- Given request
Print each line of the data below without a single change.

- Records provided
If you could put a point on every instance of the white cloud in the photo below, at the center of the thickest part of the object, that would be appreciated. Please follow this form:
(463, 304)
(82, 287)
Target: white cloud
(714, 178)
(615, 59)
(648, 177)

- Correct output
If you could put a point on every instance of the white cloud in the photo below, at the center of the thickest part of the object, that would be appreciated. Please follow this form:
(463, 304)
(82, 287)
Target: white cloud
(714, 178)
(615, 59)
(648, 177)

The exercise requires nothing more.